ROBERT BOYCE, PLAINTIFF IN ERROR v. PAUL ANDERSON, DEFENDANT IN ERROR.
27 U.S. 150
2 Pet. 150
7 L.Ed. 379
ROBERT BOYCE, PLAINTIFF IN ERROR
PAUL ANDERSON, DEFENDANT IN ERROR.
January Term, 1829
WRIT of error to the circuit court of Kentucky.
The case was submitted to the Court, on the part of the counsel for the plaintiff in error, Mr Rowan, upon the following brief.
This was an action in the court below against defendants in error, owners of the steam boat Washington, to recover from them the value of four slaves, the property of the plaintiff, who, he alleged, were delivered to the commandants of said boat, to be carried thereon, and who, he alleged, were drowned by the carelessness, negligence, neglect or mismanagement of the captain and commandants of the said steam boat.
The declaration contained two counts, which are in the ordinary form.
Plea not guilty, and joinder in the usual form.
Upon the trial of the cause, the following bill of exceptions was signed by the judges, viz. 'Be it remembered, that at the trial of this cause, the plaintiff gave evidence, conducing to prove that the defendants were owners of the steam boat Washington. That the said boat Washington by them was used, and employed, on the Mississippi and Ohio rivers, as a common carrier of property and passengers, for freight and reward. That the steam boat Teche, in descending the Mississippi, with the plaintiff's agent, and the negroes mentioned in the declaration, and others on board, was blown up, and set on fire, and the passengers escaped from the burning Teche to the shore, about six miles below Natches. That the steam boat Washington, was ascending the Mississippi, and passed the burning Teche, and when she came opposite to them, the plaintiff's agent, the negroes, and others who had escaped from the Teche, were on shore; the agent of the plaintiff, with the negroes belonging to the plaintiff, was received into the yawl belonging to the defendants, a tender to the steam boat, for the purpose of conveying the negroes from the shore on the Mississippi to the steam boat, to be put on board the steam boat, and that the yawl was upset, the negroes in the declaration mentioned, were drowned; and evidence conducing to show that the yawl was upset by ill and imprudent management, in putting the steam boat in motion as the yawl approached, and before the passengers were on board the steam boat.
The defendants on their part gave evidence conducing to show that these negroes and other persons, to the number of sixteen, had been passengers on board the steam boat Teche, which had taken fire, and the passengers had been put on shore about six miles below Natches, from said Teche, in her distress. That these passengers, including the negroes, were taken into the yawl of the steam boat Washington, from their distress, so as aforesaid, from motives of humanity, and without any view to reward, at the request of captain Campbell, commanding the Teche, or of the agent of the plaintiff. That there was no agreement for hire, reward, or freight: none was charged or received. That it was the custom of steam boats in the river not to claim passage money or reward in such cases, from persons who were in distress, and unable to pay. And to repel the evidence of plaintiff, as to negligence, it appeared that there was no contract in this case, between the agent of the plaintiff and the owners or officer of the steam boat, about reward; but the yawl was sent to shore and the passengers taken in, without any contract, or conversation about the carriage, or about any reward.
The steam boat Teche when she took fire was descending. The steam boat Washington was ascending.

DATA =>
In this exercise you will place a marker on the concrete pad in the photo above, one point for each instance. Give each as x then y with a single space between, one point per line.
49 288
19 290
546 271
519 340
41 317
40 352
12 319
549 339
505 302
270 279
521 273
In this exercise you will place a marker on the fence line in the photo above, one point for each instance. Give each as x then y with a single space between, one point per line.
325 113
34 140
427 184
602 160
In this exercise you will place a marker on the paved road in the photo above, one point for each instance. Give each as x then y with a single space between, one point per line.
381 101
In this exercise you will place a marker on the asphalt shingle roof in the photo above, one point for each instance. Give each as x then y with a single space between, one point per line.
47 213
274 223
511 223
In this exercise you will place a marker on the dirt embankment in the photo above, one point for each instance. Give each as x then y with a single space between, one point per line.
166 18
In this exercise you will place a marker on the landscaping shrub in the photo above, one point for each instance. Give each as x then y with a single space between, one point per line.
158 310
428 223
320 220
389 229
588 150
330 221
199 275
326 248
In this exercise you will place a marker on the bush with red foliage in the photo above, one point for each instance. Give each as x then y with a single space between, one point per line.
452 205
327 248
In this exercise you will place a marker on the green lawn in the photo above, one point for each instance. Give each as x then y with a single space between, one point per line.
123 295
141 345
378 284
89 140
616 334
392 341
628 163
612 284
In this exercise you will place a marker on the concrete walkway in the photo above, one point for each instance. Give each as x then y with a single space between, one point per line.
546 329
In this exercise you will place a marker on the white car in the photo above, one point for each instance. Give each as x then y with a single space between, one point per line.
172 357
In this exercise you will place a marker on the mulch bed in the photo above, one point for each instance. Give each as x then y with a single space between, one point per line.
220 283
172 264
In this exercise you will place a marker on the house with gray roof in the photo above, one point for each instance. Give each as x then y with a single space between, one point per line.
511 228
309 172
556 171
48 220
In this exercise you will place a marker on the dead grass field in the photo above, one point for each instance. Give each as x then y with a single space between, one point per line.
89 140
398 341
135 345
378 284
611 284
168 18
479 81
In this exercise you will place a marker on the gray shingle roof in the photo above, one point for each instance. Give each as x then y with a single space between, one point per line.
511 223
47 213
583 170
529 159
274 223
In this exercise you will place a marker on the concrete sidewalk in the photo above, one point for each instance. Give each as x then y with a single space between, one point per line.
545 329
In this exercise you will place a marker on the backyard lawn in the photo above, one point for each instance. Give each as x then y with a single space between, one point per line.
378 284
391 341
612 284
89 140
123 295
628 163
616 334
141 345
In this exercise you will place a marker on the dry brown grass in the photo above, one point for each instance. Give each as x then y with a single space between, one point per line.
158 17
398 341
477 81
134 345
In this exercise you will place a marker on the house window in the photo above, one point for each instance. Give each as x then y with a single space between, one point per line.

PROBLEMS TO SOLVE =>
a: From the case report, repeat the stretch from "This was an" through "the ordinary form." word for word.
b: Pull out every line of the records that contains the string "lawn", matching case exactly.

RESPONSES =>
a:
This was an action in the court below against defendants in error, owners of the steam boat Washington, to recover from them the value of four slaves, the property of the plaintiff, who, he alleged, were delivered to the commandants of said boat, to be carried thereon, and who, he alleged, were drowned by the carelessness, negligence, neglect or mismanagement of the captain and commandants of the said steam boat.
The declaration contained two counts, which are in the ordinary form.

b:
In this exercise you will place a marker on the green lawn in the photo above, one point for each instance. Give each as x then y with a single space between, one point per line.
In this exercise you will place a marker on the backyard lawn in the photo above, one point for each instance. Give each as x then y with a single space between, one point per line.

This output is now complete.